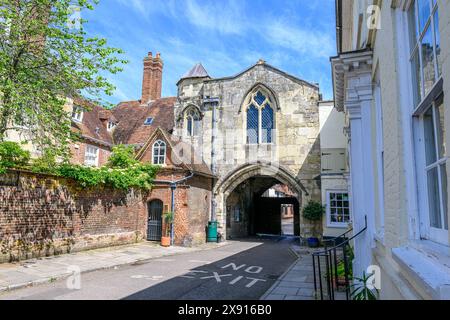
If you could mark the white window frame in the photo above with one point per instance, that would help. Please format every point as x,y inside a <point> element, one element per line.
<point>192,114</point>
<point>330,224</point>
<point>260,107</point>
<point>111,125</point>
<point>380,154</point>
<point>77,113</point>
<point>426,231</point>
<point>429,25</point>
<point>157,145</point>
<point>87,162</point>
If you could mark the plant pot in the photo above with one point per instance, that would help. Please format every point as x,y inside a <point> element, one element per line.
<point>165,241</point>
<point>313,242</point>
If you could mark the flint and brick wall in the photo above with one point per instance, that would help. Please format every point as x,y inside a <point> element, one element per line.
<point>44,215</point>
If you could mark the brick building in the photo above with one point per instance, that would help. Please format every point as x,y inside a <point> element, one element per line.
<point>147,125</point>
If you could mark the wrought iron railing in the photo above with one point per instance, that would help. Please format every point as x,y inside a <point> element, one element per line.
<point>334,256</point>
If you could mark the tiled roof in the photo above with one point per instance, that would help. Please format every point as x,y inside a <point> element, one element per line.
<point>132,115</point>
<point>181,147</point>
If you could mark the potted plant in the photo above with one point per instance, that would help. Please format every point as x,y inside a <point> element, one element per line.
<point>168,220</point>
<point>313,212</point>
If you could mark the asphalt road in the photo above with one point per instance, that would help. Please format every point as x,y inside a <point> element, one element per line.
<point>242,270</point>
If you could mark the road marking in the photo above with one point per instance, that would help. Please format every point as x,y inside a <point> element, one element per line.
<point>191,274</point>
<point>200,261</point>
<point>254,281</point>
<point>217,277</point>
<point>164,260</point>
<point>152,278</point>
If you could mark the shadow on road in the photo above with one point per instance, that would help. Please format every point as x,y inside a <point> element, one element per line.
<point>243,276</point>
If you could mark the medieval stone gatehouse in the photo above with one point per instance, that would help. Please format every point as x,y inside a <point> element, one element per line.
<point>255,130</point>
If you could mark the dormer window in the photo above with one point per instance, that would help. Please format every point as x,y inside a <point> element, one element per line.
<point>77,114</point>
<point>148,122</point>
<point>111,125</point>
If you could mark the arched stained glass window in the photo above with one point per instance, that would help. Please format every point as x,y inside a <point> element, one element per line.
<point>252,125</point>
<point>260,118</point>
<point>267,123</point>
<point>192,122</point>
<point>159,152</point>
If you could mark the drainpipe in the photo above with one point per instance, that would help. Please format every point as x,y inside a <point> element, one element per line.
<point>173,188</point>
<point>214,102</point>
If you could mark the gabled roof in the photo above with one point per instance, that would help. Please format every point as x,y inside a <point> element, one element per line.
<point>91,126</point>
<point>132,115</point>
<point>198,168</point>
<point>198,71</point>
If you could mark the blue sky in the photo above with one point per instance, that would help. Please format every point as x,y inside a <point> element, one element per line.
<point>226,36</point>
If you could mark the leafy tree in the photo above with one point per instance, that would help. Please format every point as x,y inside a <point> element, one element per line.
<point>12,156</point>
<point>46,57</point>
<point>313,212</point>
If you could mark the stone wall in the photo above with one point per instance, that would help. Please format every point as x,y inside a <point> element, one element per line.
<point>78,151</point>
<point>44,215</point>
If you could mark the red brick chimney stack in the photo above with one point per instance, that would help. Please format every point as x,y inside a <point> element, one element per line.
<point>152,79</point>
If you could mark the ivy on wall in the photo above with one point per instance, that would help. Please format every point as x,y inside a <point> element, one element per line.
<point>122,171</point>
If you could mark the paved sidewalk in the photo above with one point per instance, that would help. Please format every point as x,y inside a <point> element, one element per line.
<point>49,269</point>
<point>298,282</point>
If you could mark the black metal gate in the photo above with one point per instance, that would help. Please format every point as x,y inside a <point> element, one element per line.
<point>155,211</point>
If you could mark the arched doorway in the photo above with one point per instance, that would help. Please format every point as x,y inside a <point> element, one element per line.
<point>154,225</point>
<point>243,211</point>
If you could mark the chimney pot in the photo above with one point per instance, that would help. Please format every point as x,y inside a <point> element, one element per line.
<point>152,79</point>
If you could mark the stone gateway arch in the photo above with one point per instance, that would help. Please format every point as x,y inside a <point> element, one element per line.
<point>255,130</point>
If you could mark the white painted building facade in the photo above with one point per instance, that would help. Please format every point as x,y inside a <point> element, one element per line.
<point>334,170</point>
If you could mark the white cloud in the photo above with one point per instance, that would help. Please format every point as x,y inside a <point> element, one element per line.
<point>308,42</point>
<point>147,8</point>
<point>225,17</point>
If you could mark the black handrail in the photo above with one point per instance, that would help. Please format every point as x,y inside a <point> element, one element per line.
<point>332,261</point>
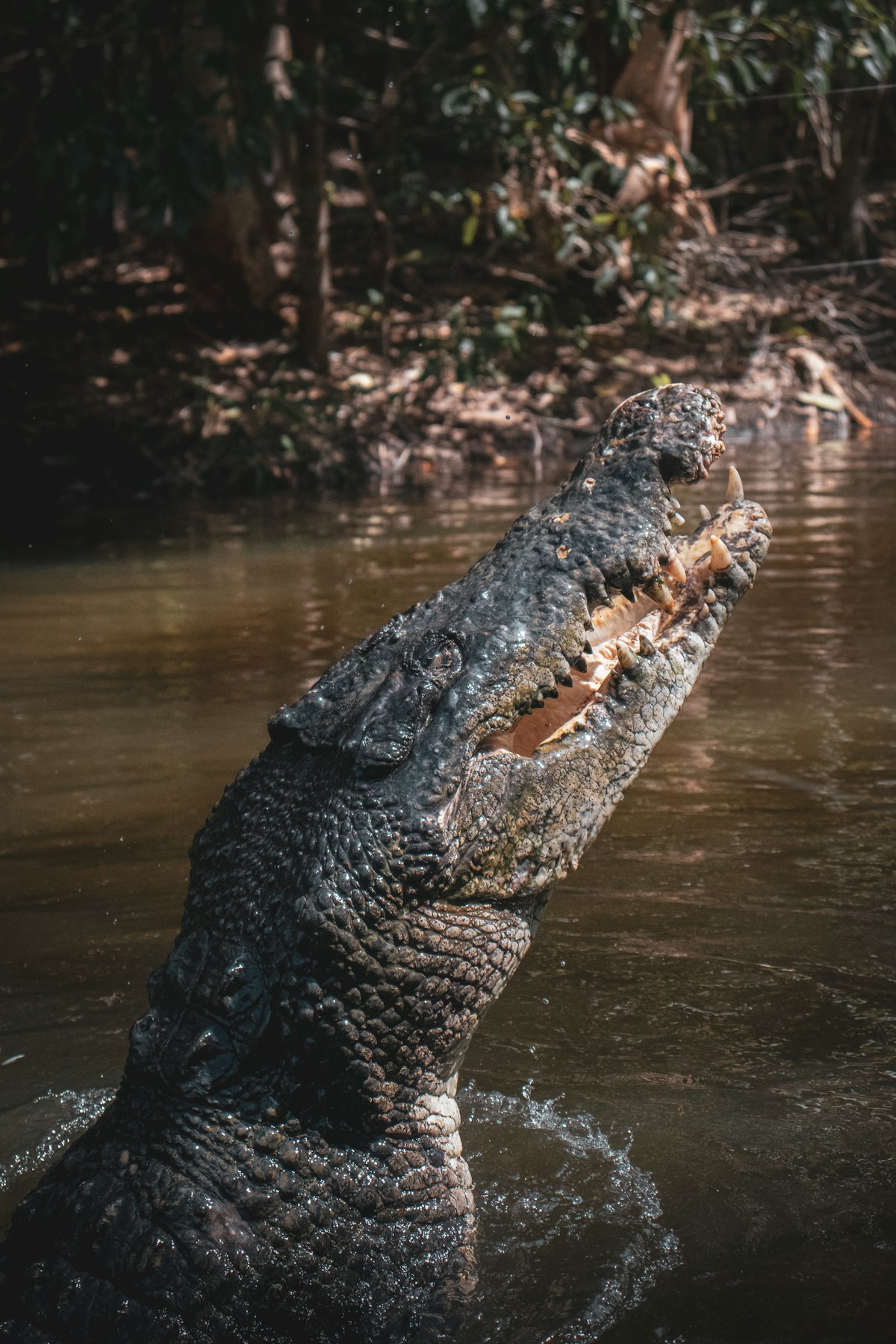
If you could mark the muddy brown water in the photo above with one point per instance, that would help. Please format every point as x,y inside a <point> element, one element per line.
<point>680,1116</point>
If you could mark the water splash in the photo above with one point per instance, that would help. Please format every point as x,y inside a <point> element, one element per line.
<point>69,1115</point>
<point>571,1234</point>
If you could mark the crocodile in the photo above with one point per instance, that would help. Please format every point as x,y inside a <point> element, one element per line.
<point>282,1159</point>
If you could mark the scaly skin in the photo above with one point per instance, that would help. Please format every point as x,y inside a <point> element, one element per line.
<point>282,1160</point>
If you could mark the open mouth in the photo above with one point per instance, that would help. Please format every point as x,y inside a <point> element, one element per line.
<point>671,605</point>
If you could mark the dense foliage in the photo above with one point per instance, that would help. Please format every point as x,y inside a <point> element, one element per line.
<point>467,124</point>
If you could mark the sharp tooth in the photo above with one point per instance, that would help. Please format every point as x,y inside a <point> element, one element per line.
<point>719,554</point>
<point>659,593</point>
<point>735,485</point>
<point>676,570</point>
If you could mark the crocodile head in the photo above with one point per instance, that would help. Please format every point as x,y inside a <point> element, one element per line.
<point>367,886</point>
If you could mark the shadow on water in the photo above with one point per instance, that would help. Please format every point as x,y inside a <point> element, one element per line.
<point>711,1001</point>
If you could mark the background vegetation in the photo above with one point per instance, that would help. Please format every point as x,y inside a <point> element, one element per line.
<point>260,240</point>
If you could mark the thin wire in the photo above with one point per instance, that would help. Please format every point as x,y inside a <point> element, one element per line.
<point>781,97</point>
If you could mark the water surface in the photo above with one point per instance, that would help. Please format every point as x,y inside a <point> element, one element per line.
<point>680,1116</point>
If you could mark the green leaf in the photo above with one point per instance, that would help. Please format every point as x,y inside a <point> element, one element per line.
<point>470,228</point>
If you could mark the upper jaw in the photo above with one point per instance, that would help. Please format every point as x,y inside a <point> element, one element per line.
<point>541,791</point>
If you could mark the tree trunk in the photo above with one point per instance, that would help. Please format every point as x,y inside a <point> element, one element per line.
<point>314,267</point>
<point>226,248</point>
<point>657,80</point>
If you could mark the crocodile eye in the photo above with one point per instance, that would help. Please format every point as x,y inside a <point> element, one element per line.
<point>438,658</point>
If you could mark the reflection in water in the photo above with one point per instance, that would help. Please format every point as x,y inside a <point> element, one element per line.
<point>714,989</point>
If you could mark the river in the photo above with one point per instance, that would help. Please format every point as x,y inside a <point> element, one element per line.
<point>680,1115</point>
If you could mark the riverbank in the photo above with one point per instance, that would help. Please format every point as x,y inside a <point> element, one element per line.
<point>116,393</point>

= = = =

Zamień wszystkie powyższe pozycje na plik CSV z dwiema kolumnami, „tekst” i „odpowiedz”, po jednym wierszu na każdą pozycję, z każdym polem w cudzysłowie i podziałami wierszy zastąpionymi spacjami. Obrazy pomiń.

tekst,odpowiedz
"If you could mark the white window frame in the photo above with one point per instance, that would help. Please format every point as x,y inside a <point> element, one element per line.","<point>192,114</point> <point>330,224</point> <point>260,107</point> <point>111,125</point> <point>380,154</point> <point>77,113</point> <point>426,231</point> <point>429,25</point> <point>157,145</point> <point>87,162</point>"
"If you could mark the plant pot in the photo above with one point per instance, that would help. Please format every point as x,y inside a <point> element, one element per line.","<point>165,241</point> <point>313,242</point>"
"If you could mark the flint and brick wall in the photo above with one point per instance, that would help. Please format every point as x,y inside a <point> element, one element per line.","<point>44,215</point>"
"If you could mark the brick building in the photo above with one point per instance, that would help. Please format every point as x,y inside a <point> element, one element per line.","<point>147,125</point>"
"If you could mark the wrought iron railing in the photo above with one point per instance, that would help. Please format every point as x,y inside a <point> element, one element per line.","<point>334,256</point>"
"If you could mark the tiled roof in the photo above with one point per instance, that would help. Please format every point as x,y inside a <point> element, one element per line.","<point>132,115</point> <point>181,147</point>"
"If you could mark the potted plant in the photo above with one point per instance, that would help. Please format every point as x,y inside a <point> element, one element per line.","<point>168,220</point> <point>313,212</point>"
"If you could mark the asphalt road in the photo above with one point per instance, that would help. Please format every point as x,y inside a <point> element, one element per line.","<point>242,270</point>"
"If you could mark the road marking in the photo above with one point per instance, that would help. Please format every point as x,y inside a <point> element, one element per line.","<point>191,274</point> <point>200,261</point> <point>254,281</point> <point>217,277</point> <point>164,260</point> <point>152,278</point>"
"If you could mark the shadow on road in the photo above with one point per instance, that would help. Please format every point as x,y inside a <point> element, one element per line.","<point>243,276</point>"
"If you could mark the medieval stone gatehouse in the photo above with one point per instance, that would help. Please format every point as x,y inside a <point> element, one element per line.","<point>255,130</point>"
"If you could mark the dormer window in the photo above with one point per instance, that would help. Please format every point as x,y inside a <point> element, one element per line.","<point>77,114</point> <point>148,122</point> <point>111,125</point>"
"If you could mark the arched stained glass window in the photo above with one point per instance, that would help. Please format every point as x,y inside a <point> element, one element per line.","<point>252,125</point> <point>260,118</point> <point>267,123</point> <point>192,122</point> <point>159,152</point>"
"If you could mark the drainpipe in the photo above with one point per instance, that would help. Please format every point as x,y inside a <point> element, one element per line.","<point>173,188</point> <point>214,102</point>"
"If you could mark the gabled roof in the photo above with one point per instance, that would help. Please format every point as x,y inside a <point> element, one element per line.","<point>91,126</point> <point>132,115</point> <point>198,168</point> <point>198,71</point>"
"If you could mark the blue sky in the photo above with one point per instance, that would help. Please format every point as x,y inside a <point> element, one element per line.","<point>226,36</point>"
"If you could mark the leafy tree in the photo above with one point per instance, that would help. Please format every point as x,y inside a <point> element, one element per line.","<point>12,156</point> <point>46,57</point> <point>313,212</point>"
"If you could mark the stone wall in the photo above with one point per instance, that would help. Please format every point as x,y inside a <point> element, one element per line.","<point>78,151</point> <point>44,215</point>"
"If you could mark the red brick chimney stack in the photo above with one point per instance, that would help. Please format every point as x,y inside a <point> element, one element per line.","<point>152,79</point>"
"If you could mark the ivy on wall in the photo above with one point per instance, that would help. Please format every point as x,y inside a <point> element, one element per line.","<point>122,171</point>"
"If you could mark the paved sidewalk in the photo above with one point per instance, that would help. Please format every point as x,y inside a <point> element, one element per line.","<point>49,269</point> <point>298,282</point>"
"If you could mark the black metal gate in the photo above with one point per instance, that would help. Please format every point as x,y inside a <point> element, one element per line.","<point>155,211</point>"
"If you could mark the arched doorway in the photo above with one point per instance, that would help. Please format every point as x,y inside a <point> element, one element per line.","<point>154,225</point> <point>243,211</point>"
"If you could mark the chimney pot in the photo above with one point per instance, that would help. Please format every point as x,y inside a <point> element, one element per line.","<point>152,79</point>"
"If you could mark the stone gateway arch in the photo above with one point per instance, that would help. Please format every point as x,y inside a <point> element, one element per line.","<point>255,130</point>"
"If you could mark the white painted building facade in the photo above with one point per instance, that would help. Please format every point as x,y inside a <point> element, one element per line.","<point>334,170</point>"
"If you could mark the white cloud in the photo above with one point per instance, that would help. Please format every point as x,y inside a <point> element, one element per line.","<point>308,42</point> <point>147,8</point> <point>225,17</point>"
"If you could mark the black handrail in the photo above with one point per instance, that would help. Please format every point as x,y inside a <point> element, one element per line.","<point>332,261</point>"
"If you could mark the muddy brown water in the photo above with one point per instance, that would help. Please format every point as x,y inside a <point> element, one element per line.","<point>680,1116</point>"
"If you could mark the water splash in the photo above with one point per instance, that would help. Please format every point as x,y inside a <point> element, one element per line.","<point>69,1115</point> <point>571,1234</point>"
"If you could mark the crocodile in the photo above with one point per instance, that would help. Please format every point as x,y inside a <point> element, one element per line.","<point>282,1159</point>"
"If you could mark the scaly skin in the photo above with one point per instance, that would help. Please format every point as x,y inside a <point> element, one element per line.","<point>282,1160</point>"
"If you could mark the open mouth in the photo above with one point per instance, that would help. Please format every point as x,y inside a <point> element, one element per line.","<point>671,605</point>"
"If you could mark the dense foliage in the photo above with one point per instance, that would help. Please format every point as x,y inside a <point> element, one element per line.","<point>467,124</point>"
"If you could mark the sharp tooth in the photo above with one point per instance, that would help. Please format every point as x,y inside a <point> element, one element per line.","<point>719,554</point> <point>659,593</point> <point>735,485</point> <point>676,570</point>"
"If you could mark the crocodile head in the photo above with one point per instance, that would help. Please format every point as x,y inside a <point> element, one element per line.","<point>367,886</point>"
"If you could mark the shadow on water in the photo above with one point per instance, that would help. Please format every point as x,y inside a <point> element, one element per line.","<point>711,1001</point>"
"If you could mark the background vegetation in the photo above with one point per instance, that would help. Please format every point as x,y inside a <point> element, one element per line.","<point>260,240</point>"
"If you could mark the thin wire in the photo above with one point per instance, that would help. Please format every point as x,y inside a <point> element, one element per line.","<point>781,97</point>"
"If you could mark the water surface in the photo above with one point per instance, that would help. Please format every point as x,y inside a <point> element, one element per line.","<point>680,1116</point>"
"If you could mark the green leaf in the photo above with one point per instance, that would help. Please format every point as x,y inside a <point> element, one element per line.","<point>470,228</point>"
"If you could mark the upper jaw in the photo above with one point per instance, that would help. Please format every point as x,y inside a <point> element, one element per line.","<point>541,791</point>"
"If you could mark the tree trunk in the photo above with one point per instance, that would help. Please format every point as x,y inside a <point> element, one element per line.","<point>314,267</point> <point>226,248</point> <point>657,80</point>"
"If you could mark the crocodile eye in the photo above with one point per instance, that would help. Please format every point as x,y inside a <point> element, one element per line.","<point>438,658</point>"
"If you could mark the reflection in water in the photo above with one point per instance, that would help. Please format every point as x,y inside a <point> element, one element per line.","<point>714,989</point>"
"If you could mark the river in the photo above with one point per instance, that would help. Please format every point as x,y inside a <point> element, one element per line.","<point>680,1115</point>"
"If you could mark the riverbank in the photo above with one point per instance, that would help. Please format every point as x,y inside a <point> element, one element per line.","<point>116,393</point>"